** Start of DATA LISTING **

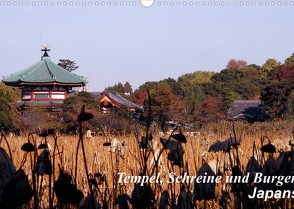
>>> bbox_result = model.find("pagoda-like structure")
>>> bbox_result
[2,45,87,110]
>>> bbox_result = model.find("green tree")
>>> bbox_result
[58,59,79,72]
[0,82,19,129]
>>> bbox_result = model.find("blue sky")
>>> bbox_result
[0,1,294,91]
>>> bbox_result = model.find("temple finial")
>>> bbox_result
[41,44,50,57]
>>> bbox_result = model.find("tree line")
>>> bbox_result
[0,53,294,129]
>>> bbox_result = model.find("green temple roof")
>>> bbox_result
[2,52,88,86]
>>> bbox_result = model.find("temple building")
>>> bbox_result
[91,89,144,113]
[2,46,88,111]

** End of DATA LISTING **

- TO BE DONE
Rewrite every line of the material above as a numbered list, skipping any blank lines and leaving out the picture.

- THE ANSWER
1. >>> bbox_result = model.find("pagoda-like structure")
2. >>> bbox_result
3. [2,45,87,110]
4. >>> bbox_result = model.find("green tree")
5. >>> bbox_result
6. [58,59,79,72]
7. [0,82,19,129]
8. >>> bbox_result = model.find("blue sky")
9. >>> bbox_result
10. [0,1,294,91]
11. >>> bbox_result = model.find("temple finial")
12. >>> bbox_result
13. [41,44,50,57]
14. >>> bbox_result = model.find("tree line")
15. >>> bbox_result
16. [0,53,294,129]
17. >>> bbox_result = model.find("green temple roof")
18. >>> bbox_result
19. [2,52,88,86]
20. >>> bbox_result = model.find("temple building")
21. >>> bbox_result
22. [91,89,144,113]
23. [2,46,88,111]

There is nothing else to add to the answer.